* [WHAT NEEDS TO BE DONE]: Reproduce each line exactly. Skip none.

Named-object pointing records
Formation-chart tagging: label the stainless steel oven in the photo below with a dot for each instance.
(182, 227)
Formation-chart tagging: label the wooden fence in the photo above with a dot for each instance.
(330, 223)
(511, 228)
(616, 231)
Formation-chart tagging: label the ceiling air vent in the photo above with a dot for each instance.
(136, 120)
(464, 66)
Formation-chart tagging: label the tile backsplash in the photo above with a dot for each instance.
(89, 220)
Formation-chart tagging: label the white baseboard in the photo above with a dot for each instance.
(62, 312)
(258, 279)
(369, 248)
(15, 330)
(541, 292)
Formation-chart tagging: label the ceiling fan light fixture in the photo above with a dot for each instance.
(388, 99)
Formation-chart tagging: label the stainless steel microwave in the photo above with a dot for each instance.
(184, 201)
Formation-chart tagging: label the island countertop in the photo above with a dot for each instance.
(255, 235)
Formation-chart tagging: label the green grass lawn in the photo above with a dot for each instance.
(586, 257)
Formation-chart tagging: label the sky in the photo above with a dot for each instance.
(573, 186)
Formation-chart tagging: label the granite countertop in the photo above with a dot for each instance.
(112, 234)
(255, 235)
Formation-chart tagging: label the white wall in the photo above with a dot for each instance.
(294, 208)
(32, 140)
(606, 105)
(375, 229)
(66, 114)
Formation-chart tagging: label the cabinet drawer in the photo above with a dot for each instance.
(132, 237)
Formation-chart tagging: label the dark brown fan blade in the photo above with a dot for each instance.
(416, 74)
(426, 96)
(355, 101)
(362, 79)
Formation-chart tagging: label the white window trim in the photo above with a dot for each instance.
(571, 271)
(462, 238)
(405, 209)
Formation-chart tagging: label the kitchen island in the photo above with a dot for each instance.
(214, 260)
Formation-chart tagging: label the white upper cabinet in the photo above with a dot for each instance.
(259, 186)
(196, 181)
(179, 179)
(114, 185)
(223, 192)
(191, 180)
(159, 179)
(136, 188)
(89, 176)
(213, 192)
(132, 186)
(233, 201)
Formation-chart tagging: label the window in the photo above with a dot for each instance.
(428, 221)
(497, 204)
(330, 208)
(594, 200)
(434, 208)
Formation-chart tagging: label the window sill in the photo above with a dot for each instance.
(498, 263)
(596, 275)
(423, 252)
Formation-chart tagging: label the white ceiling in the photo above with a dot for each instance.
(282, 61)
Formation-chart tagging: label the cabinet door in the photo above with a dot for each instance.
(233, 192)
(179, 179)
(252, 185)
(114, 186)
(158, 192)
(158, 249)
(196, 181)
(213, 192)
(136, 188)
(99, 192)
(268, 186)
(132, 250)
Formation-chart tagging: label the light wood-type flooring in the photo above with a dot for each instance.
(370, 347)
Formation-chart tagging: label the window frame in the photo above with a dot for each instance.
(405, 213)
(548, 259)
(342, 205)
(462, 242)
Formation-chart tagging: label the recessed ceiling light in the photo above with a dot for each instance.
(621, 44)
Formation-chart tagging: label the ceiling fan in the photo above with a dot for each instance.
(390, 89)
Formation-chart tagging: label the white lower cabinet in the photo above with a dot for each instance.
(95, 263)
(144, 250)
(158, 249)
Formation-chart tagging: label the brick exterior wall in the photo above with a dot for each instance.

* [COMPLETE ANSWER]:
Formation-chart tagging: label the stainless steel oven in the photo below with a dot for each instance.
(182, 227)
Formation-chart tagging: label the wooden fence in the photo above with a dot for each instance.
(330, 223)
(511, 228)
(616, 231)
Formation-chart tagging: label the ceiling air vent in the photo above with a dot for each instance.
(136, 120)
(464, 66)
Formation-chart tagging: label the tile backsplash in the photo above with a dot for each instance.
(89, 220)
Formation-chart tagging: label the white baseboard in the photo above with a dot for each instance.
(62, 312)
(258, 279)
(369, 248)
(15, 330)
(541, 292)
Formation-chart tagging: label the ceiling fan light fixture in the photo above with a dot for each instance.
(388, 99)
Formation-chart tagging: label the stainless steel microwave in the photo above with a dot for each instance.
(184, 201)
Formation-chart tagging: label the island countertop in the photo above with a dot for each instance.
(255, 235)
Formation-chart tagging: label the green grass lawn in the photo above with a dot for each instance.
(586, 257)
Formation-chart tagging: label the sky in the photo above with a dot for each instance.
(573, 186)
Formation-chart tagging: label the granite countertop in the photo above with a dot for each instance.
(112, 234)
(255, 235)
Formation-chart tagging: label the white wall in the photo above with a dot for each instance.
(294, 208)
(32, 140)
(606, 105)
(375, 229)
(66, 114)
Formation-chart tagging: label the cabinet drawer in the photo above with a dot for each instance.
(132, 237)
Formation-chart tagging: label the dark brown fan blade in the photo above with a dot for each instance.
(416, 74)
(426, 96)
(355, 101)
(362, 79)
Formation-chart tagging: label the white window trim in the photo above with a dot for each instance.
(571, 271)
(462, 238)
(405, 209)
Formation-chart tagging: label the kitchen island in the photo above with a dot for each instance.
(214, 260)
Formation-chart tagging: label the white upper cabinet in the photo above with a dot for each instance.
(259, 186)
(196, 181)
(179, 179)
(114, 185)
(223, 192)
(191, 180)
(159, 179)
(136, 188)
(89, 176)
(213, 192)
(132, 186)
(233, 201)
Formation-chart tagging: label the window in the photo above with a dot for each instance.
(428, 221)
(497, 204)
(330, 208)
(594, 200)
(434, 208)
Formation-chart tagging: label the window sill in the photo above with a dot for each instance.
(498, 263)
(596, 275)
(423, 252)
Formation-chart tagging: label the white ceiling in the photo above with a dot for each instance.
(282, 61)
Formation-chart tagging: label the cabinet door in the photo above with a dot for each instance.
(233, 192)
(179, 179)
(252, 185)
(114, 186)
(158, 192)
(158, 249)
(196, 181)
(213, 192)
(136, 188)
(99, 192)
(268, 186)
(132, 250)
Formation-chart tagging: label the light wood-type flooring in the photo above with a dot for each instance.
(370, 347)
Formation-chart tagging: label the window frame in the photo above with a dot for each instance.
(405, 213)
(548, 259)
(342, 205)
(462, 242)
Formation-chart tagging: label the recessed ceiling light in the photo above with a dot for each instance.
(621, 44)
Formation-chart tagging: label the ceiling fan in the photo above with a dot for each instance.
(390, 89)
Formation-chart tagging: label the white lower cabinet in the photo above with a dot for each instance.
(95, 263)
(144, 250)
(158, 249)
Formation-chart tagging: label the brick exterior wall in the photo above with a dot for each instance.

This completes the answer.